▶ [Written instruction A]: Pull out every line of the listing below that contains the string "lace", matching case exactly.

___ Supplied passage

Generative AI Is the Marshmallow Test

3 months ago 2

Long-time readers know that I have some misgivings about social psychology, almost all of which stem from its mode of reductionism in studies that involve laboratory experiments. Rather famously at this point, many of the important studies conducted in this fashion have proven difficult to replicate. Either the original study size was too small or too particular, the research design was too skewed towards producing the desired outcome, the interpretation of the data was selective, or various controls weren’t applied to the study outcomes and the significance of the findings was overstated.

My objections to some of these studies are less systematic. What I really dislike is the leap between something interesting seen in a lab and a generalization of what was seen in the lab used to massively reshape the way common social institutions operate. Most typically this involves placing extraordinary causal weight on a single variable or observed tendency, usually as a way of producing a manageable action available to a single institution while absolving it of responsibility for complexity that arises from a huge range of underlying and linked causes. I don’t care what a laboratory study showed, there is always something wrong with this “one simple trick!” application of an academic finding. Moreover, a fair number of social psychologists tend to forget that if their lab study has actually identified something that has that kind of causal significance, that kind of mapping of a variable to an outcome, they have just offered a prediction about overall social outcomes. Less or more of the variable should be less or more of the outcome at an observable level over time. It rarely turns out that way, and when it doesn’t, researchers quietly fold their tents and move on, saying that the data we have on the observable outcome is flawed or that it turns out there is another variable that needs measuring. In the meantime, institutions are left with policies and procedures that were adopted as a response to those findings that either do nothing measurable or sometimes perversely seem to make outcomes even worse, perhaps in part because the institution is now forgiven of the need to pay attention to actually existing causal complexity.

Given my attitude, you might be surprised to find that nevertheless I really value academic psychology. For one, it offers real empirical data on mind, selfhood, and behavior that seriously trouble forms of methodological individualism in economics and political science, which is a real service, and both disciplines have increasingly had to respond to that challenge. More importantly, I find that even when a particular experimental study turns out on replication to be less significant and explanatory than it appeared to be, social psychology nevertheless supplies a rich vocabulary of metaphorical framings that help us talk about human behavior in modern societies, that let us bring questions of mind, cognition, motivation and selfhood into view. In this much, I too am a reductionist: if we had to talk about the actions of every individual in terms that were 100% nominalist, that tried to match what a person visibly did to that person’s particular, peculiar interiority with all of its details and complexities in tow, we could not ever talk about patterns, trends, alignments in society. We could not talk about groups, about institutions, about collective action. We would live in a fog of presentist mystery and know only what we individually experience directly.

So sometimes I don’t care if a psychological study is replicable in the strict sense: it provides me a narrative framework, a metaphor-rich language, a way to interpret. It gives me a hook to hang my hat on.

______
___ Provided data

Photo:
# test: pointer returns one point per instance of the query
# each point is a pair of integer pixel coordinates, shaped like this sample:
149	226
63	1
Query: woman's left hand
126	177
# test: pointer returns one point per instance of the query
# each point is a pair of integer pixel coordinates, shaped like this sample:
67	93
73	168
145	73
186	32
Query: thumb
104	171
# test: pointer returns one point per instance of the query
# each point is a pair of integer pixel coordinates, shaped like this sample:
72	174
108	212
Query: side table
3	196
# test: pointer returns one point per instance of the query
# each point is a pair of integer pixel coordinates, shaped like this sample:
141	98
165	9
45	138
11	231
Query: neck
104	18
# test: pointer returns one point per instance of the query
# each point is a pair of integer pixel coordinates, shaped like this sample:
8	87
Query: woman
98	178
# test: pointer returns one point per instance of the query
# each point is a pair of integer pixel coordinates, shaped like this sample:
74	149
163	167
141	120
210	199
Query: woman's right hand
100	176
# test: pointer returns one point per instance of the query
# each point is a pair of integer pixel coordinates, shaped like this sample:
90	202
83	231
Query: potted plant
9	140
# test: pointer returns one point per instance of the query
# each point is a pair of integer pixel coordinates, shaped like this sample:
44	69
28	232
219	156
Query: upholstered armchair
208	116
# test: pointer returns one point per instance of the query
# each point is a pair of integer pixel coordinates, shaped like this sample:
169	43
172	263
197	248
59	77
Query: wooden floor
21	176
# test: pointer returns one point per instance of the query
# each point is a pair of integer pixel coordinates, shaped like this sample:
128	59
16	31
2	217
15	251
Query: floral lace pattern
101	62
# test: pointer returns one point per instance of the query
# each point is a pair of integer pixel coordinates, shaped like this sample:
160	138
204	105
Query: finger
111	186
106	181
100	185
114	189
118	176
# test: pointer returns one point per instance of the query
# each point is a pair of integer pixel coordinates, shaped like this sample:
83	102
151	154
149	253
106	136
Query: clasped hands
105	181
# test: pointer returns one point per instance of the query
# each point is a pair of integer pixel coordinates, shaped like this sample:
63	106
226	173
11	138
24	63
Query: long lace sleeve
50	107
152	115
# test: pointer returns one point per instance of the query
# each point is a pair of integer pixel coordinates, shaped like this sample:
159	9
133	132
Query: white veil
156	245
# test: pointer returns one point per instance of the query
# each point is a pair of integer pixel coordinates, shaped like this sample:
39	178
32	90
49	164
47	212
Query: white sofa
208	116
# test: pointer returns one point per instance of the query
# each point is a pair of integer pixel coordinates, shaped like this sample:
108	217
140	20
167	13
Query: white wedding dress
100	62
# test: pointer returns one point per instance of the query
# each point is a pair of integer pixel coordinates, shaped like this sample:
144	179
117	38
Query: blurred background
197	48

______

▶ [Written instruction B]: Resume the essay above on social psychology and generative AI, starting right after its last sentence.

▶ [Exercise response A]:
Query: floral lace pattern
Query: long lace sleeve

▶ [Exercise response B]:
Case in point: the “marshmallow test” that purported to demonstrate that children who learned how to delay gratification were better off in later life in a host of ways, which was then used by other interpreters to explain general inequality (the impulsive self-gratifiers trend towards poverty, the shrewd delayers show they understand how to accumulate wealth). That level of interpretation, unsurprisingly, has been dialed way back by subsequent studies. It is, like a lot of these sorts of one-variable-explains-everything claims, just a refashioning of folkloric wisdom (Aesop’s ant and grasshopper) but also the specific Weberian belief that capitalism’s foundation was the long-termism that lay inside the Protestant work-ethic, that mapped poverty and wealth to a “theodicy of fortune”—that if you are poor you must have done something wrong.

Disconnect the study from those kinds of claims and those kinds of absolutions of capitalism and modernity, though, and the basic narrative scenario of those experiments has some resonance. Most of us can relate to it emotionally. We can all think of times that we’ve taken the easy route and regretted it, that we’ve jumped at someone offering a simple solution to an otherwise long and painful process only to find that we end up doing the long and painful thing anyway and now it’s longer and more painful. Many of us enjoy a feeling of schadenfreude when we see someone else grab a proffered marshmallow that we were smart enough to refuse (and are enraged when the instant gratifier miraculously escapes with a better deal nevertheless).

Just speaking in this more metaphorical sense, it’s pretty plain generative AI is one of the biggest marshmallow tests in human history, and a lot of people are failing it. Rather as in the case of the experiment itself, it’s hard to say whether the moral fault for that is on the side of the people offering easy marshmallows while knowing that there’s a nest egg of marshmallows waiting for those who say no, or on the part of people incapable of resisting, people who walk right into what seems like an obvious trap, perhaps secure in the thought that everybody’s doing it, so why not.

Think about all the stories that have made the press, most of which seem like they have got to be the tip of the iceberg of actual practice. Judges using AI for their rulings and lawyers using AI in their briefs only to be exposed when it turns out that the precedents they cite don’t exist. Novelists using AI to write an entire formulaic genre work only to get noticed when they leave the prompts and AI responses in the text. Students getting caught when their bibliographies contain references that don’t exist. Scholars getting caught when it turns out a manuscript being peer-reviewed had tiny invisible text instructing AI peer reviewers to be ridiculously generous to the publication under review. Government officials confidently proclaiming that they’ve asked AI to undertake a sensitive review of government documents that the AI itself doesn’t (or shouldn’t) have access to. Journalists citing “facts” that turn out to be AI hallucinations like Woodrow Wilson’s non-existent pardon of his nonexistent in-law Hunter D. Butts.

A lot of people are stuffing their gobs with easy marshmallows. A lot of marshmallow pushers are offering single marshmallows to people unable to refuse the temptation because it makes their expensive and reckless investment in generative AI look like it’s going to pay off the same way that the first generation of platform companies did, or even more so. Neither the companies nor their addicts want to wait for better outcomes.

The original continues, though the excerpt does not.